[[ Data for the task, beginning ]]

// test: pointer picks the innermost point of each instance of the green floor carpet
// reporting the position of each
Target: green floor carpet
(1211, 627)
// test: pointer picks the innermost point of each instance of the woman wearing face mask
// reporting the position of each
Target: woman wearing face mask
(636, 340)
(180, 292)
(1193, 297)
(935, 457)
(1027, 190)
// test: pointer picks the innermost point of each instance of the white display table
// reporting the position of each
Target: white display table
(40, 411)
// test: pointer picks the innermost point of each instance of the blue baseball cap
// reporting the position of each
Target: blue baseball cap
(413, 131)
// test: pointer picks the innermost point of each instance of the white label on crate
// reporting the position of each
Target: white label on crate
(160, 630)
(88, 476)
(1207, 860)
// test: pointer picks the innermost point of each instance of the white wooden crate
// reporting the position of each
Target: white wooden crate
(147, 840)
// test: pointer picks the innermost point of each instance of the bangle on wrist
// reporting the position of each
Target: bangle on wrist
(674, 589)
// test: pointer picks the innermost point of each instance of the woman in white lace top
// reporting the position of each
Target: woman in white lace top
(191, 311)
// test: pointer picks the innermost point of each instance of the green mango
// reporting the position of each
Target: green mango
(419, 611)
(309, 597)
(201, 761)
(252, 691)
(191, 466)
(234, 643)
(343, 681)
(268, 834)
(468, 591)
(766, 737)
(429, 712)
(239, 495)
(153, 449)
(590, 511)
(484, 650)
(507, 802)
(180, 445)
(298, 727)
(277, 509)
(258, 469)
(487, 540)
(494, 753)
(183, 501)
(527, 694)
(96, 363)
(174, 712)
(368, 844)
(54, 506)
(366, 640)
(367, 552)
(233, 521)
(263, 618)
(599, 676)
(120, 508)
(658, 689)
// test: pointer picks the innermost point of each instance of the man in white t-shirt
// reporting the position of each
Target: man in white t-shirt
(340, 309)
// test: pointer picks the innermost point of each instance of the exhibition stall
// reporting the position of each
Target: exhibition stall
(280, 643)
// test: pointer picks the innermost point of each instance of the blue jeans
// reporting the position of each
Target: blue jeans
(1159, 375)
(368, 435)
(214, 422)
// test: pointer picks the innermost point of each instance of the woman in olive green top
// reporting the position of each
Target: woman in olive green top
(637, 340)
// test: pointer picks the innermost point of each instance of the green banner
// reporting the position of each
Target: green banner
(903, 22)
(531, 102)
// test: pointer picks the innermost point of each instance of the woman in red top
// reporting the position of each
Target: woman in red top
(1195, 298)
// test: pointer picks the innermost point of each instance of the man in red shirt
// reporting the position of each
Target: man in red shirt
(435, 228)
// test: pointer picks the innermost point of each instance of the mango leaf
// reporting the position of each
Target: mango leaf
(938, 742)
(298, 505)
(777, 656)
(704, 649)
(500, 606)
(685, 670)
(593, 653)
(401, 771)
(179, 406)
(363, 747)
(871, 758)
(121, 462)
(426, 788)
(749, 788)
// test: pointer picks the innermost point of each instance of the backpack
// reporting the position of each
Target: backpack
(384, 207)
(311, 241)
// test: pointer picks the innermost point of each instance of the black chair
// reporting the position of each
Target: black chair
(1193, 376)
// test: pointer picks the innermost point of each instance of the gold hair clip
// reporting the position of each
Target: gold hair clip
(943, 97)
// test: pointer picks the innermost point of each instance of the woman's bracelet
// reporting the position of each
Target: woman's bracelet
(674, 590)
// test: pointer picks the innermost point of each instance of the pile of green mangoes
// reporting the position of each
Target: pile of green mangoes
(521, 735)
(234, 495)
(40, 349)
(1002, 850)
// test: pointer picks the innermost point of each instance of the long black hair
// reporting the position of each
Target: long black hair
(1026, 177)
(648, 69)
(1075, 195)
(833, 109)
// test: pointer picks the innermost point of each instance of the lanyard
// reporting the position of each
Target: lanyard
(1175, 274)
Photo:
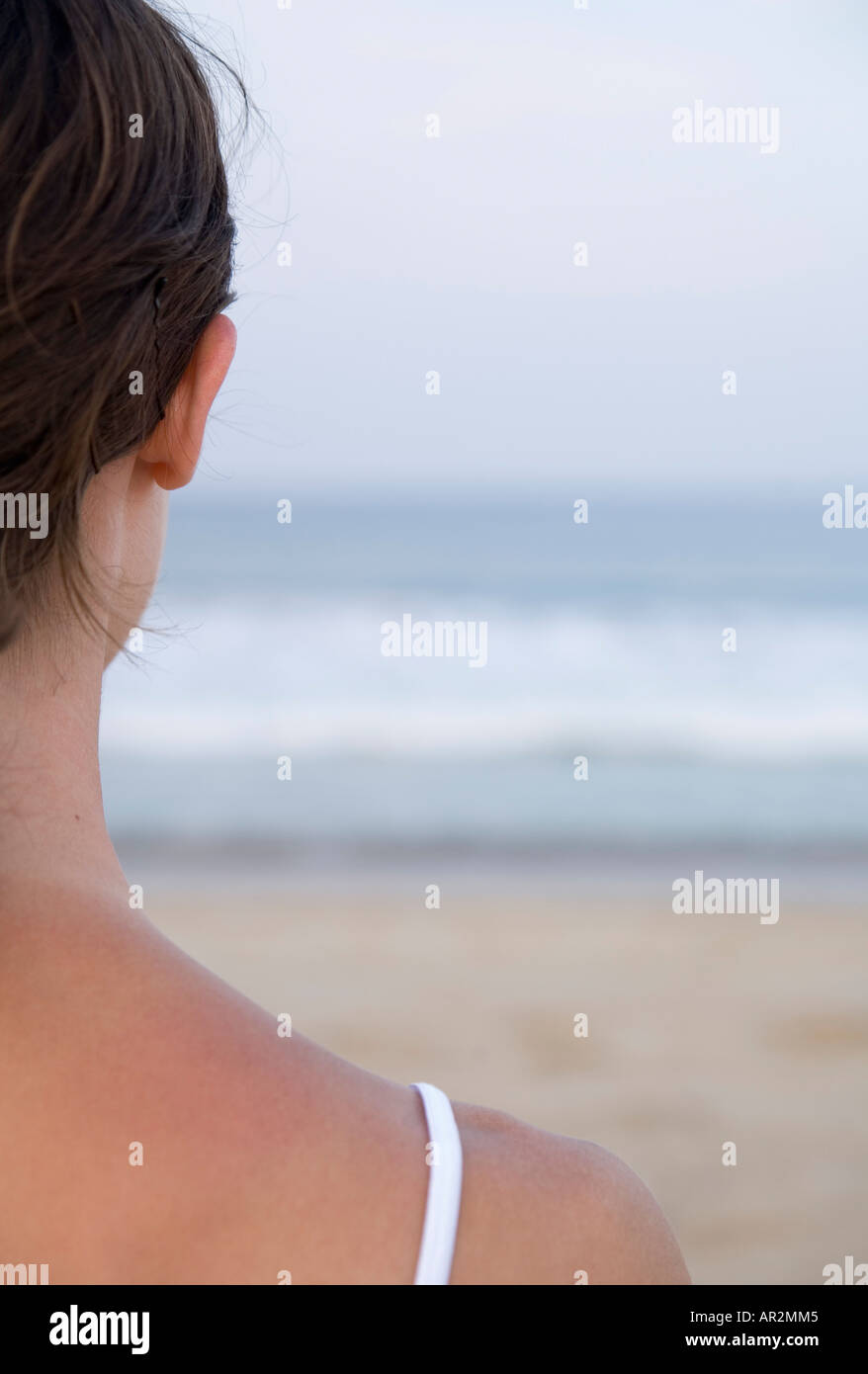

[[ Data for the task, end ]]

### Problem to work on
Verbatim copy without images: write the records above out in full.

### Written solution
// test: pointer picks the innermost point of each instance of the green floor carpet
// reporting the position of each
Target: green floor carpet
(1211, 627)
// test: pointer picks the innermost point of each instance of the woman wearing face mask
// reporting the position of each
Target: woman wearing face mask
(636, 340)
(180, 292)
(1193, 297)
(935, 457)
(1027, 190)
// test: pointer picks the innermost point of each instance of the white display table
// reporting the position of each
Target: white display table
(40, 411)
// test: pointer picks the innermost point of each instance of the blue baseball cap
// reporting the position of each
Target: blue baseball cap
(413, 131)
// test: pointer picks the innermost point of each instance of the white label on crate
// reporting the position of each
Target: white label on crate
(160, 630)
(88, 476)
(1207, 860)
// test: pointer picks the innermost point of each instance of the white wooden crate
// reporting the position of each
Target: white wooden crate
(147, 840)
// test: pointer picks the innermost point of each instance of the bangle on wrist
// reporting the position of each
Target: bangle on wrist
(674, 589)
// test: pointer picks the innermost point of each instance of the woman in white lace top
// reporting the position of each
Target: woman in white lace top
(191, 311)
// test: pointer picks the innermost point of each instance of the green mango
// reporting the position of each
Target: green mango
(419, 611)
(309, 597)
(201, 761)
(252, 691)
(191, 466)
(234, 643)
(343, 681)
(268, 834)
(468, 591)
(766, 737)
(429, 712)
(239, 495)
(153, 449)
(590, 511)
(484, 650)
(507, 802)
(180, 445)
(298, 727)
(277, 509)
(258, 469)
(487, 540)
(494, 753)
(183, 501)
(527, 694)
(96, 363)
(174, 712)
(368, 844)
(54, 506)
(366, 640)
(367, 552)
(233, 521)
(263, 618)
(599, 676)
(120, 508)
(658, 689)
// test: pointer picks the innermost point of each instance of the man in white t-shirt
// reporting the position of each
Target: man in white t-shirt
(340, 309)
// test: pointer picks the innermost point of each instance of the exhibition stall
// reporting the position of each
Target: exhibition stall
(280, 643)
// test: pointer picks the innermost point of each instance of the blue jeans
// reporting the position of each
Target: blue jeans
(1159, 375)
(368, 435)
(214, 422)
// test: pointer picks the innermost point of each instance of the woman in olive green top
// reporting the position of each
Target: woman in olive green top
(637, 340)
// test: pointer picks the innermost point of each instance of the green banner
// reporting the position of each
Target: green banner
(903, 22)
(531, 102)
// test: pointer picks the innermost point of each instance of the woman in red top
// reporting the position of each
Target: woman in red top
(1195, 298)
// test: pointer picks the innermost point of each instance of the man in red shirt
// reporting the position of each
Target: man in red shirt
(435, 228)
// test: pointer picks the innermost point of each instance of the mango leaf
// reporting the position of each
Target: mango leaf
(938, 742)
(298, 505)
(777, 656)
(704, 649)
(500, 606)
(685, 670)
(593, 653)
(401, 771)
(179, 406)
(363, 747)
(871, 758)
(121, 462)
(426, 788)
(749, 788)
// test: pointer picks the innermost point of each instance of the backpack
// reporting the position of each
Target: backpack
(384, 207)
(311, 241)
// test: pointer picks the innermost point of each instance of the black chair
// reporting the position of each
Target: black chair
(1193, 376)
// test: pointer picks the innermost point of each instance of the gold hair clip
// reporting the position of each
Target: gold hair clip
(943, 97)
// test: pointer picks the innermost point of each instance of the woman's bracelet
// reporting the position of each
Target: woman's bracelet
(674, 590)
// test: pointer picks the innermost point of each instance of the pile of green mangoes
// reporting the position of each
Target: pile of green mangoes
(521, 735)
(234, 495)
(40, 349)
(1002, 850)
// test: pointer picks the innermost point of each instance of the long black hair
// reporting the position of each
Target: long black hair
(1026, 177)
(648, 69)
(1075, 195)
(833, 109)
// test: pointer picks the innermost point of each instance of the lanyard
// reporting the position of each
Target: lanyard
(1175, 274)
Photo:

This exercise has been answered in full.